··· Task inputs
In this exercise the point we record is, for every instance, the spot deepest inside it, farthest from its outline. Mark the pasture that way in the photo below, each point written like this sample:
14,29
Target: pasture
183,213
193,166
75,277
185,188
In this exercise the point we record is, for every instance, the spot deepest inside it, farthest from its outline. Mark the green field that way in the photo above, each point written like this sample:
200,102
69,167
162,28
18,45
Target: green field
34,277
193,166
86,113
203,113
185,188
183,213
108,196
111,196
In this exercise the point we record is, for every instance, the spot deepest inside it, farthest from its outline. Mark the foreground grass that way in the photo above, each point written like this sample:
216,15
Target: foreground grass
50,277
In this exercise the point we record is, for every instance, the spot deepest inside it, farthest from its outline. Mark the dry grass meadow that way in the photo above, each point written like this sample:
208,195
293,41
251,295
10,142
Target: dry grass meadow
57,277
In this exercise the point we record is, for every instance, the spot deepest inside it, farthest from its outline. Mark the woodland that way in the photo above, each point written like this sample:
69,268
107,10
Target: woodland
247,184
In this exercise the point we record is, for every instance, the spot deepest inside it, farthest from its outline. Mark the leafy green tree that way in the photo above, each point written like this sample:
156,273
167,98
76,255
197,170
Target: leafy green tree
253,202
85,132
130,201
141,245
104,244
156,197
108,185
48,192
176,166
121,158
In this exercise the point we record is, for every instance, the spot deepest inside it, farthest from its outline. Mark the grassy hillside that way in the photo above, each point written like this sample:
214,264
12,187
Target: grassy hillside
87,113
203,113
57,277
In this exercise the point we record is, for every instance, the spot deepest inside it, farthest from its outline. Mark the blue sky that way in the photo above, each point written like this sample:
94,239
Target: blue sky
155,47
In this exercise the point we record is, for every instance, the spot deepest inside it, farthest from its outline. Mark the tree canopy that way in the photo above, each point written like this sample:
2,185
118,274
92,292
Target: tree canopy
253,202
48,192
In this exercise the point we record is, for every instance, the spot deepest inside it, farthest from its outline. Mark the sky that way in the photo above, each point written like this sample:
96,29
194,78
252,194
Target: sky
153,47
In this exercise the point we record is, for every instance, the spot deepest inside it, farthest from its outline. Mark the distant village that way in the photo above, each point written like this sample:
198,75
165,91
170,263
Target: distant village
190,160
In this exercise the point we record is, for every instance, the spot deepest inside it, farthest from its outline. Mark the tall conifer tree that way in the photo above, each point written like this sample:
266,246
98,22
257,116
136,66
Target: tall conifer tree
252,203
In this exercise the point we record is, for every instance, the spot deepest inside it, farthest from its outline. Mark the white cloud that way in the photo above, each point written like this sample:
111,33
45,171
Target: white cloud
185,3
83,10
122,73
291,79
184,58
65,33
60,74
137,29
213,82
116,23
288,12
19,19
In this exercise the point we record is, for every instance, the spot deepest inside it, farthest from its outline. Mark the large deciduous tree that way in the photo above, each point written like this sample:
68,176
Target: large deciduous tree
······
■ **The task**: Please output every line of the items above as a Markdown table with two columns, Row for the row number and Text for the line, and leave out any blank lines.

■ **The solution**:
| Row | Text |
|---|---|
| 1 | In this exercise the point we record is, for every instance, the spot deepest inside it, farthest from its outline. Mark the pasture that way in the photo below, each point written like this sample: |
| 2 | 14,29 |
| 3 | Target: pasture |
| 4 | 183,213 |
| 5 | 193,166 |
| 6 | 75,277 |
| 7 | 185,188 |
| 8 | In this exercise the point we record is, for every instance, the spot deepest inside it, farthest from its outline. Mark the green field that way in the photo above, each point written like this sample: |
| 9 | 200,102 |
| 10 | 69,167 |
| 11 | 162,28 |
| 12 | 18,45 |
| 13 | Target: green field |
| 14 | 34,277 |
| 15 | 193,166 |
| 16 | 86,113 |
| 17 | 203,113 |
| 18 | 185,188 |
| 19 | 183,213 |
| 20 | 108,196 |
| 21 | 111,196 |
| 22 | In this exercise the point we record is, for every instance, the spot deepest inside it, farthest from its outline. Mark the foreground grass that way in the photo above, each point written like this sample: |
| 23 | 216,15 |
| 24 | Target: foreground grass |
| 25 | 50,277 |
| 26 | In this exercise the point we record is, for every instance, the spot deepest inside it, farthest from its outline. Mark the dry grass meadow that way in the photo above, each point written like this sample: |
| 27 | 208,195 |
| 28 | 293,41 |
| 29 | 251,295 |
| 30 | 10,142 |
| 31 | Target: dry grass meadow |
| 32 | 57,277 |
| 33 | In this exercise the point we record is, for every instance, the spot deepest inside it, farthest from its outline. Mark the woodland that way in the photo above, each point written like this sample: |
| 34 | 69,268 |
| 35 | 107,10 |
| 36 | Target: woodland |
| 37 | 247,184 |
| 38 | In this exercise the point we record is, for every instance, the spot deepest inside it, farthest from its outline. Mark the leafy green tree that way in the photo above, each point written like this sample: |
| 39 | 156,273 |
| 40 | 167,98 |
| 41 | 76,255 |
| 42 | 197,170 |
| 43 | Target: leafy green tree |
| 44 | 253,202 |
| 45 | 85,132 |
| 46 | 130,201 |
| 47 | 141,245 |
| 48 | 104,244 |
| 49 | 156,197 |
| 50 | 108,185 |
| 51 | 48,192 |
| 52 | 176,166 |
| 53 | 121,158 |
| 54 | In this exercise the point we record is, for every instance, the spot deepest inside it, farthest from its outline. Mark the grassy hillside that way in the photo above, each point written like this sample: |
| 55 | 214,264 |
| 56 | 12,187 |
| 57 | Target: grassy hillside |
| 58 | 87,113 |
| 59 | 203,113 |
| 60 | 57,277 |
| 61 | In this exercise the point we record is, for every instance, the spot deepest inside it, farthest from its outline. Mark the blue sky that way in the photo above, each point written like this sample: |
| 62 | 94,239 |
| 63 | Target: blue sky |
| 64 | 155,47 |
| 65 | In this exercise the point we record is, for every instance, the spot deepest inside it, farthest from its outline. Mark the tree canopy that way in the photo above, each point written like this sample: |
| 66 | 2,185 |
| 67 | 118,274 |
| 68 | 92,292 |
| 69 | Target: tree canopy |
| 70 | 253,202 |
| 71 | 48,192 |
| 72 | In this exercise the point we record is, for every instance, the spot deepest inside it, farthest from its outline. Mark the sky that way in the photo above, each point written like this sample: |
| 73 | 96,29 |
| 74 | 194,78 |
| 75 | 252,194 |
| 76 | Target: sky |
| 77 | 153,47 |
| 78 | In this exercise the point we record is, for every instance, the spot deepest inside it, farthest from its outline. Mark the distant village that way in the photo above, each point written like this sample: |
| 79 | 198,75 |
| 80 | 165,91 |
| 81 | 170,263 |
| 82 | Target: distant village |
| 83 | 190,160 |
| 84 | In this exercise the point we record is, for every instance, the spot deepest inside it, farthest from its outline. Mark the tall conifer tree that way in the photo above, each point written like this sample: |
| 85 | 266,246 |
| 86 | 98,22 |
| 87 | 257,116 |
| 88 | 136,66 |
| 89 | Target: tall conifer tree |
| 90 | 252,203 |
| 91 | In this exercise the point we record is, for every instance, the spot deepest inside it, farthest from its outline. Mark the white cloud that way in the photo above, each point written like this sample: |
| 92 | 111,33 |
| 93 | 45,171 |
| 94 | Target: white cloud |
| 95 | 185,3 |
| 96 | 83,10 |
| 97 | 122,73 |
| 98 | 291,79 |
| 99 | 184,58 |
| 100 | 65,33 |
| 101 | 60,74 |
| 102 | 137,29 |
| 103 | 213,82 |
| 104 | 116,23 |
| 105 | 288,12 |
| 106 | 19,19 |
| 107 | In this exercise the point we record is, for every instance, the spot deepest inside it, farthest from its outline. Mark the large deciduous tree that way in the photo above, each point written like this sample: |
| 108 | 68,176 |
| 109 | Target: large deciduous tree |